#### Texto do documento

━━━━━━━━━━

Fidel se projetou muito além das fronteiras Caribenhas. Inicialmente levou sua pequena ilha à uma independência que nunca dantes teve. Ao escolher o socialismo radical não soube evitar a punição dos Estados Unidos. Porém soube evitar o fim que coube o chileno Allende em sua malfadada tentativa.

Sua relutância a curvar-se às determinações de Washington deram início a uma sequência de retaliações comerciais, econômicas, jurídicas e, por fim militares. Sobreveio, então o embargo norte-americano que, indiretamente, tolhia as opções comerciais com os demais países.

Este contencioso, ao cortar os meios de sobrevivência econômica de Cuba, levou-a à opção comunista e a aliança com a União Soviética. Por momentos, Cuba tornou-se a mais valiosa peça no xadrez disputado com Washington. Moscou, ao colocar seus mísseis em Cuba pôde barganhar a retirada dos misseis norte-americanos na Turquia, posicionamento que lhe ameaçava diretamente. Ainda, como preço pela retirada de seus mísseis, Nikita Krushev impôs à John Kennedy o compromisso de não intervir militarmente na ilha caribenha.

Do ângulo econômico, o relacionamento com a União Soviética desatou as amarras que continham a sobrevivência cubana, sobressaindo o fornecimento de petróleo russo em troca de açúcar cubano. Já nos anos '90, a derrubada do império Soviético e o estancamento da ajuda à Cuba trouxe novas e relevantes dificuldades ao governo Castro até a superveniência do governo venezuelano e o fornecimento favorecido de petróleo.

Já, quanto a sua imagem internacional, Fidel despontou sobre dois ângulos distintos mas intrelaçados. Esta, pelo imaginário que prevaleceu, superou, abafou e quase anulou a outra imagem que precedeu às demais, aquela de um líder cruel e absolutista.

━━━━━━━━━━

[Itens do conjunto de dados]
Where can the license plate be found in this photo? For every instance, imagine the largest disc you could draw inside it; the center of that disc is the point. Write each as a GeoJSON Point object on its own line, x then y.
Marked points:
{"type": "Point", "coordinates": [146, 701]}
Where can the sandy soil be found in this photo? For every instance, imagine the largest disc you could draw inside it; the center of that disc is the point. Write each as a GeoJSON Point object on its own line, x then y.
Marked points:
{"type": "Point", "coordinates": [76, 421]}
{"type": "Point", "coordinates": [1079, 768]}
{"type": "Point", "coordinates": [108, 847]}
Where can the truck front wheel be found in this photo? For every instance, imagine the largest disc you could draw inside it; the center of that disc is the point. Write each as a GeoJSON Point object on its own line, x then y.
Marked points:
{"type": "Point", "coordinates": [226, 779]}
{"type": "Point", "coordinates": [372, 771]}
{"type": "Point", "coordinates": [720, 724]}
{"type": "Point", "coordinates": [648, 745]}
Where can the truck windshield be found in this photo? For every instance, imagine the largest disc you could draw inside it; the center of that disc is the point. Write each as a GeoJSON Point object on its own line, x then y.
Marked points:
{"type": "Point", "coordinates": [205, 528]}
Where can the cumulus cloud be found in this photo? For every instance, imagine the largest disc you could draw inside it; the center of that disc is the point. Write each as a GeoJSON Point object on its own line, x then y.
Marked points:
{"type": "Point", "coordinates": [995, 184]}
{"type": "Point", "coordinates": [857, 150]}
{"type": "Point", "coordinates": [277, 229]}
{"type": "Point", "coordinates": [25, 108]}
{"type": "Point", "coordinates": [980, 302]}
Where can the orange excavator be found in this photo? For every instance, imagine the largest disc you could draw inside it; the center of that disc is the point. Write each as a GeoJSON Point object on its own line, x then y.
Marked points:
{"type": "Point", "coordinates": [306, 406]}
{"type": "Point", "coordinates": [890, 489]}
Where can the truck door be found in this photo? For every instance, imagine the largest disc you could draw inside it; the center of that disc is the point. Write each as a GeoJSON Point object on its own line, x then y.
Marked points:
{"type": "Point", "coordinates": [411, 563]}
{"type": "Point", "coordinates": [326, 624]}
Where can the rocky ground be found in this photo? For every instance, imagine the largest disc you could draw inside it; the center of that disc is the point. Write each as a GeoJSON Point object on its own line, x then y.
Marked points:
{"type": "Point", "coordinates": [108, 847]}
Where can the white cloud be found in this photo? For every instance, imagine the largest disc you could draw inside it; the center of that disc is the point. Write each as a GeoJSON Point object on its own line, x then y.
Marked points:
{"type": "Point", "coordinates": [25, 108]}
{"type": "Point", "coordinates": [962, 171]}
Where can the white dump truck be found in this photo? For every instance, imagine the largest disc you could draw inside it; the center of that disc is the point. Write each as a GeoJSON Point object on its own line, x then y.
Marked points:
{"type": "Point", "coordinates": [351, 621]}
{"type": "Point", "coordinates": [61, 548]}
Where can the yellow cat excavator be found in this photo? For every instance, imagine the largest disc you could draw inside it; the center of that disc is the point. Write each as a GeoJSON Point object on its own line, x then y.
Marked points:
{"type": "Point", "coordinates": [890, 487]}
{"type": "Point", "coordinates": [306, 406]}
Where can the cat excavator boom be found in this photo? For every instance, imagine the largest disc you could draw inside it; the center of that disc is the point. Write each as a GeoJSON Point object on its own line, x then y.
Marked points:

━━━━━━━━━━

#### Conjunto de tarefas
#1 Responda com base no texto sobre Fidel:
(a) Em troca de qual produto cubano a União Soviética fornecia petróleo?
(b) Em que país estavam os mísseis norte-americanos cuja retirada Moscou pôde barganhar?
(c) Que compromisso Nikita Krushev impôs a John Kennedy como preço pela retirada de seus mísseis?
#2 Prossiga o texto sobre Fidel a partir da última frase apresentada.

#### Resultados das tarefas
#1
(a) Açúcar.
(b) Na Turquia.
(c) O compromisso de não intervir militarmente na ilha caribenha.

#2
A eliminação da miséria, a implantação da educação universal, e o provimento de saúde a todos os níveis sociais, ainda que contidos dentro de um quadro de pobreza endêmica, capturou a imaginação da elite intelectual e da juventude nos mais distantes rincões do planeta.

Ainda, Fidel vestido em frágil armadura quixotesca enfrentando o colossal adversário, gerou solidariedade em todos que observaram, ao longo da história, as muitas ações impositivas e, por vezes mal pensadas que emanaram de Washington.

Digno de nota foi a incursão do exército cubano em Angola, em torno de 1975, onde seus efetivos chegaram a 25.000 soldados equipados com armas modernas de proveniência soviética. Em apoio ao governo de Luanda, as forças cubanas contiveram a ofensiva CIA-Sul Africana (3) chegando esta às portas da capital para em seguida derrotarem-nas em contra ofensiva. Tal feito d'armas deu à Fidel e seu exército a pátina de heroísmo que ainda persiste em muitas mentes.

No ocaso de seu governo Fidel Castro ainda mereceu solidariedade de governos e respeito, quando não admiração, dos mais diversos quadrantes. Contudo não conseguiu apagar, em muitos meios relevantes, o grande ódio criado pelo sangue friamente derramado ao despertar da revolução de 26 de Julho e o autoritarismo implacável que se seguiu.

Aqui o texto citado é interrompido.